# [EXERCISE DETAILS]
Nothing but the lines from the one containing "Note to the class: locate the wet" to the end of the records that follow should be transcribed, each exactly, with the pictures left out.

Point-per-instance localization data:
........

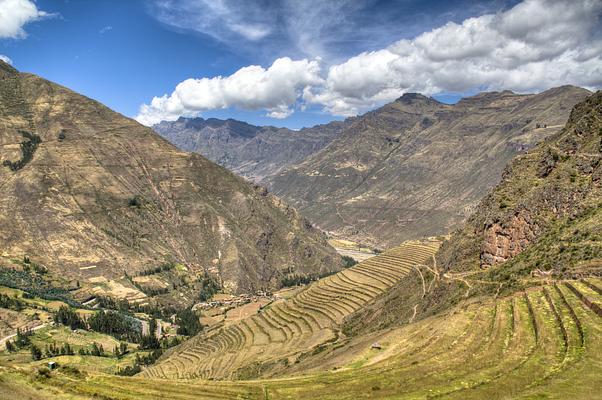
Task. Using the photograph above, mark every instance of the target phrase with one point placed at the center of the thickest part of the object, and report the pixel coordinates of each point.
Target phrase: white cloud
(275, 89)
(105, 29)
(14, 14)
(533, 46)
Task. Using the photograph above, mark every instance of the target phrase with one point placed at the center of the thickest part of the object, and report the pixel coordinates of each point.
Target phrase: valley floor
(542, 343)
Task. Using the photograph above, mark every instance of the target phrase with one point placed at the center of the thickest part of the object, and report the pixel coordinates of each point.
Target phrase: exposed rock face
(531, 226)
(100, 194)
(417, 167)
(503, 241)
(250, 151)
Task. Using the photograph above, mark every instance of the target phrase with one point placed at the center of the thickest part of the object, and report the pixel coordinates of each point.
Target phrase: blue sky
(339, 58)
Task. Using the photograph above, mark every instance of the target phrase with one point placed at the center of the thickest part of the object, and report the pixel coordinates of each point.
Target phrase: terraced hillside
(281, 333)
(545, 342)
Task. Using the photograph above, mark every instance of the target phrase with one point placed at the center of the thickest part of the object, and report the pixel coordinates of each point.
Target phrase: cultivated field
(542, 343)
(281, 333)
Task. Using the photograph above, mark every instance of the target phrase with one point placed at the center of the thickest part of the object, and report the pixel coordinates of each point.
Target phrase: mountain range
(89, 193)
(413, 168)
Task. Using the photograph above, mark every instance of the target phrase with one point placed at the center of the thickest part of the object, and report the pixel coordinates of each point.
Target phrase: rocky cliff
(542, 221)
(417, 167)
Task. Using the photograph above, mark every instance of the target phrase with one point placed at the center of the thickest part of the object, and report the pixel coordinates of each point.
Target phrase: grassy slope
(541, 343)
(548, 208)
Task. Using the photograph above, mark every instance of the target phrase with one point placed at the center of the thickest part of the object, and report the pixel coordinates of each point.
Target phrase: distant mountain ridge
(253, 152)
(90, 193)
(417, 167)
(541, 223)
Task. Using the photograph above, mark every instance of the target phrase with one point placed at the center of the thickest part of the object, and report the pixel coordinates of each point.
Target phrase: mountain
(541, 223)
(417, 167)
(89, 193)
(250, 151)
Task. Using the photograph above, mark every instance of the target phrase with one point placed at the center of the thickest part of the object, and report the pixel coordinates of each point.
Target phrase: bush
(121, 326)
(36, 353)
(68, 316)
(349, 261)
(209, 287)
(135, 201)
(28, 148)
(188, 323)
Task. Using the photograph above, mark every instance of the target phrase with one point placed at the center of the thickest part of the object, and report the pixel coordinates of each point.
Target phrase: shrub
(188, 323)
(135, 201)
(349, 261)
(67, 316)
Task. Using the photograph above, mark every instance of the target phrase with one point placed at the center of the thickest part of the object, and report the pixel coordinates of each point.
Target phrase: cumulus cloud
(533, 46)
(105, 29)
(14, 14)
(331, 29)
(275, 89)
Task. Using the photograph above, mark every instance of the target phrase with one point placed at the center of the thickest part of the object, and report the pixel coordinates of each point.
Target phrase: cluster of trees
(22, 340)
(296, 280)
(53, 350)
(151, 291)
(188, 323)
(94, 350)
(209, 287)
(12, 303)
(125, 307)
(121, 350)
(69, 317)
(156, 270)
(116, 324)
(147, 359)
(150, 341)
(28, 148)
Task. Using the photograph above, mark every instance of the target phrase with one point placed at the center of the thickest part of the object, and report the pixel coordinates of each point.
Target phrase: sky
(297, 63)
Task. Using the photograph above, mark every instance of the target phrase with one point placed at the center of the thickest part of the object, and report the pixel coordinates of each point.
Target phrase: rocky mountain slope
(543, 222)
(250, 151)
(417, 167)
(89, 193)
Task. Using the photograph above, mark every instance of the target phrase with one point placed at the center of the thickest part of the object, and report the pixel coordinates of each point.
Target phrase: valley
(429, 251)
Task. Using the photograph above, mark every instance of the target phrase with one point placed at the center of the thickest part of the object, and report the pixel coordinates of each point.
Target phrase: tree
(68, 316)
(188, 323)
(36, 353)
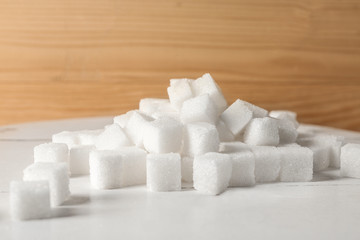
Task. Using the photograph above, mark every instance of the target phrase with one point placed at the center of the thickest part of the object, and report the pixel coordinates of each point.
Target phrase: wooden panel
(61, 59)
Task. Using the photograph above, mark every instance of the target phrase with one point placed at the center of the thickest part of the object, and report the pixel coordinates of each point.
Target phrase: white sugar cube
(57, 175)
(207, 85)
(79, 159)
(152, 105)
(123, 118)
(113, 137)
(225, 135)
(237, 116)
(262, 132)
(199, 109)
(29, 200)
(200, 138)
(285, 115)
(163, 135)
(212, 173)
(350, 160)
(243, 169)
(135, 127)
(287, 131)
(163, 172)
(187, 169)
(133, 169)
(105, 169)
(267, 164)
(232, 147)
(296, 164)
(51, 152)
(179, 91)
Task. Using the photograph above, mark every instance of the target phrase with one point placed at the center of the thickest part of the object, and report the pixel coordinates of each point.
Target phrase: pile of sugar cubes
(193, 137)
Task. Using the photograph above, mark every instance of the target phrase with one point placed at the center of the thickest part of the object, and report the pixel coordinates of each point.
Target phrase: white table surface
(326, 208)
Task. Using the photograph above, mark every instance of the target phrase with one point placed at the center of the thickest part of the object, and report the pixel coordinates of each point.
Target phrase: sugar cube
(113, 137)
(199, 109)
(267, 164)
(51, 152)
(350, 160)
(296, 164)
(262, 132)
(212, 173)
(79, 159)
(135, 127)
(163, 135)
(179, 91)
(200, 138)
(243, 169)
(29, 200)
(207, 85)
(163, 172)
(57, 175)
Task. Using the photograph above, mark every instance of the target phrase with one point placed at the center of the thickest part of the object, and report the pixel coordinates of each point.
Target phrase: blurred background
(66, 59)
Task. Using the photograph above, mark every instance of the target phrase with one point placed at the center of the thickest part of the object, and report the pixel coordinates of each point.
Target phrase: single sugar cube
(56, 174)
(79, 159)
(163, 135)
(29, 200)
(152, 105)
(237, 116)
(113, 137)
(133, 168)
(51, 152)
(262, 132)
(212, 173)
(225, 135)
(199, 109)
(267, 164)
(105, 169)
(350, 160)
(207, 85)
(187, 169)
(200, 138)
(163, 172)
(179, 91)
(232, 147)
(243, 169)
(135, 127)
(296, 164)
(122, 119)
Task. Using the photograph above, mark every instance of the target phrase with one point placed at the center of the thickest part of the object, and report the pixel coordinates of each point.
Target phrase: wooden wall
(65, 58)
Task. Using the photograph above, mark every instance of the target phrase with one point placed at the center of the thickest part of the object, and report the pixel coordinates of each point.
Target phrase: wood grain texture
(61, 58)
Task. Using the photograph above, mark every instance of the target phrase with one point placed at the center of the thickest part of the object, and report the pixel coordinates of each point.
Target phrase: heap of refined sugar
(163, 135)
(200, 138)
(207, 85)
(262, 132)
(135, 127)
(133, 168)
(296, 164)
(187, 168)
(237, 116)
(56, 174)
(267, 163)
(350, 160)
(51, 152)
(105, 169)
(179, 91)
(113, 137)
(163, 172)
(212, 173)
(79, 159)
(243, 169)
(29, 200)
(199, 109)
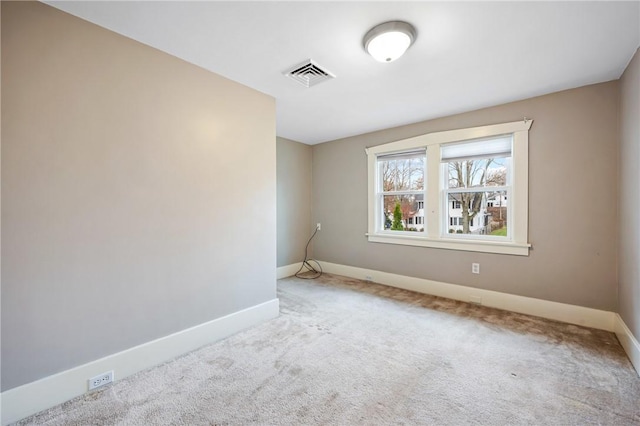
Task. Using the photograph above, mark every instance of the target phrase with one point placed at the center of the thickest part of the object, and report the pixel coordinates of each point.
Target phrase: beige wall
(294, 200)
(572, 199)
(629, 227)
(130, 186)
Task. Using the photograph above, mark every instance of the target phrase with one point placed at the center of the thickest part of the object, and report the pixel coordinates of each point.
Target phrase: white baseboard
(628, 342)
(28, 399)
(588, 317)
(288, 270)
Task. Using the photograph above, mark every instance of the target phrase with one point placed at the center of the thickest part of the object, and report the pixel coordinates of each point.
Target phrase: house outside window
(476, 196)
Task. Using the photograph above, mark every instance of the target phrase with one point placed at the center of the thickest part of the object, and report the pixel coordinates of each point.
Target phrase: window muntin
(400, 190)
(505, 202)
(472, 168)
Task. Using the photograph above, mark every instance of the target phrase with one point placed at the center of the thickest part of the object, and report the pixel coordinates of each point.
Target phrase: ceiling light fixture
(388, 41)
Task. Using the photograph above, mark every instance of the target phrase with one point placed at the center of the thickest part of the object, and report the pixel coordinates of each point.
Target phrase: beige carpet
(346, 352)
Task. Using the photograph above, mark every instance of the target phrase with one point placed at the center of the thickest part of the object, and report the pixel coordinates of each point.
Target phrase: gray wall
(294, 200)
(138, 194)
(629, 227)
(573, 148)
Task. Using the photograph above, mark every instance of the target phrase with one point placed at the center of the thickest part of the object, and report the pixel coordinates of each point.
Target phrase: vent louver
(309, 74)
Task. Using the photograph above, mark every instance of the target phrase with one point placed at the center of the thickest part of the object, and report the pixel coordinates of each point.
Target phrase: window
(467, 189)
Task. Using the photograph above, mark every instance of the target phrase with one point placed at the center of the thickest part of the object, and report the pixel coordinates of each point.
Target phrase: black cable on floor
(309, 267)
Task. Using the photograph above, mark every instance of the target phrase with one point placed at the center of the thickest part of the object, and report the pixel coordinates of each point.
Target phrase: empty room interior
(310, 212)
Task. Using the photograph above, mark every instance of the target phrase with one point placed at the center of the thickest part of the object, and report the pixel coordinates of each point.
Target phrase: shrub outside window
(463, 189)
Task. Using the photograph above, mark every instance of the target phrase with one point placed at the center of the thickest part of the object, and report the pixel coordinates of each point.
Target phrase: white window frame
(435, 205)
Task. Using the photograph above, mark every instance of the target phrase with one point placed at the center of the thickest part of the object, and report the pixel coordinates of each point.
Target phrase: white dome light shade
(387, 42)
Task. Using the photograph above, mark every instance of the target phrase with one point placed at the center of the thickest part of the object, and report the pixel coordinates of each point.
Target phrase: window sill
(482, 246)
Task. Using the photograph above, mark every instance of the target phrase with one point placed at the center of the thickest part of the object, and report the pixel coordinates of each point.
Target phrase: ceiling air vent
(309, 73)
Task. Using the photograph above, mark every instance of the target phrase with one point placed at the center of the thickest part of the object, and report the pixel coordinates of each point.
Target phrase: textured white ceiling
(467, 55)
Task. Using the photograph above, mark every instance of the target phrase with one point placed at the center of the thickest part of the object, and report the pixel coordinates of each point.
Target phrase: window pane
(403, 212)
(480, 213)
(402, 174)
(478, 173)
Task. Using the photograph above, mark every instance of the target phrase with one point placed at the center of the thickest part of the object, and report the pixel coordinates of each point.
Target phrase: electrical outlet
(101, 380)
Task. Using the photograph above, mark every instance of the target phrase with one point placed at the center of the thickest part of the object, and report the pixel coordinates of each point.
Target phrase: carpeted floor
(347, 352)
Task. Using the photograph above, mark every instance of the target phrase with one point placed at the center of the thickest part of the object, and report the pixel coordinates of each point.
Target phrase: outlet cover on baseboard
(101, 380)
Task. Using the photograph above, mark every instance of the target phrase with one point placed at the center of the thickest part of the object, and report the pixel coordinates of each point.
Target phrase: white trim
(287, 270)
(628, 342)
(484, 246)
(572, 314)
(434, 235)
(31, 398)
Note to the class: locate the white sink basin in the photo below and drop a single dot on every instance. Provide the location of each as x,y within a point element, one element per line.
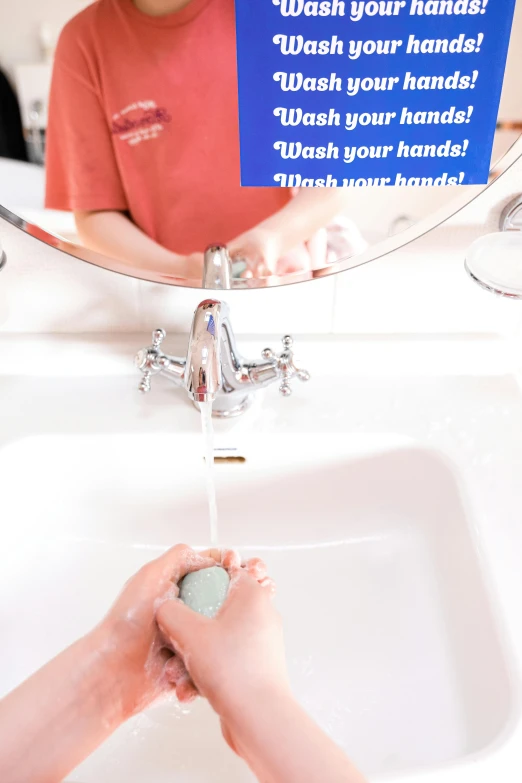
<point>391,637</point>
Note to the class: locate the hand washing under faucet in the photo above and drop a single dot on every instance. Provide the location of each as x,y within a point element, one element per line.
<point>213,369</point>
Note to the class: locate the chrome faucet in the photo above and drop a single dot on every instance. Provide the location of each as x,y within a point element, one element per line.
<point>213,369</point>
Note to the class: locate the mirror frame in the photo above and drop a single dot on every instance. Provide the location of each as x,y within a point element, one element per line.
<point>379,250</point>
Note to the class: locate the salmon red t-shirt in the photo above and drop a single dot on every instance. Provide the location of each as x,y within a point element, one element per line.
<point>143,118</point>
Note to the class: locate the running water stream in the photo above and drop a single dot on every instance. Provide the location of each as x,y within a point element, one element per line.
<point>208,441</point>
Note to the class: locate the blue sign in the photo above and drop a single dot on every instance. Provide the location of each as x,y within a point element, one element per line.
<point>369,92</point>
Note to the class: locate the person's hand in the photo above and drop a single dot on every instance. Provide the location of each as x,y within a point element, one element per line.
<point>188,267</point>
<point>134,645</point>
<point>237,654</point>
<point>261,249</point>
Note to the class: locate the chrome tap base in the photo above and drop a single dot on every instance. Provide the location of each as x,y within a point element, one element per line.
<point>229,412</point>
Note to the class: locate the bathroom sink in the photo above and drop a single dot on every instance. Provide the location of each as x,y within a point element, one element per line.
<point>392,639</point>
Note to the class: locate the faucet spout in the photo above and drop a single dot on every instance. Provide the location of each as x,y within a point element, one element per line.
<point>203,375</point>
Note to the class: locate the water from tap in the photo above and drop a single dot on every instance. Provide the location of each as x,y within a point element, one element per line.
<point>208,441</point>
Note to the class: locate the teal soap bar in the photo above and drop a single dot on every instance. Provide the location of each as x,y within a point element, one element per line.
<point>205,590</point>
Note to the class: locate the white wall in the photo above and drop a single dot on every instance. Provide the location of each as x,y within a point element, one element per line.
<point>20,21</point>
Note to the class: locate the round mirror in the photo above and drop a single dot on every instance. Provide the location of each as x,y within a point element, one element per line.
<point>119,144</point>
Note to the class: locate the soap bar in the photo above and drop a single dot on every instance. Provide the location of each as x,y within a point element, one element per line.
<point>205,590</point>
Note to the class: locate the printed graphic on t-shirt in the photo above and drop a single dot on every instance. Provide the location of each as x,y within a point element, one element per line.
<point>140,121</point>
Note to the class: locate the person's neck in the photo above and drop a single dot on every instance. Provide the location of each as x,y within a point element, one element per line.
<point>160,7</point>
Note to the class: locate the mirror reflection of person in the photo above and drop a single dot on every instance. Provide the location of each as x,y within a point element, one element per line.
<point>143,144</point>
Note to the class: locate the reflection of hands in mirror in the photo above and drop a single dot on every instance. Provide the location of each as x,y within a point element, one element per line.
<point>260,249</point>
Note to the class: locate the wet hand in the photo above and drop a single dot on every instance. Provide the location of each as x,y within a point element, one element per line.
<point>261,250</point>
<point>235,655</point>
<point>135,648</point>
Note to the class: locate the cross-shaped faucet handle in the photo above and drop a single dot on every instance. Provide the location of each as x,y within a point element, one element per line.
<point>286,365</point>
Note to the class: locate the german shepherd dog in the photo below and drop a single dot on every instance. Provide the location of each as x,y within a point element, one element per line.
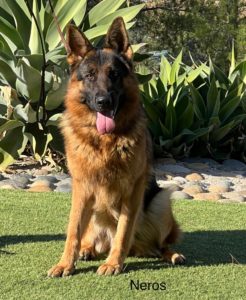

........

# [RESPONSE TO THIS TASK]
Note to the class: locate the wet hand in the photo above and drop a single dot on every instance. Provide the location of each as x,y within a point element, one element per line.
<point>261,250</point>
<point>235,655</point>
<point>135,648</point>
Note to the class: locate the cross-shaped faucet handle in the photo above and drop a single dot on every instance. Provide the location of each as x,y within a point element, one element per line.
<point>286,365</point>
Note to the class: locate the german shepherd dog in the photo below and drop a single dot on every instance. Provide the location of each as x,y within a point element, one element per line.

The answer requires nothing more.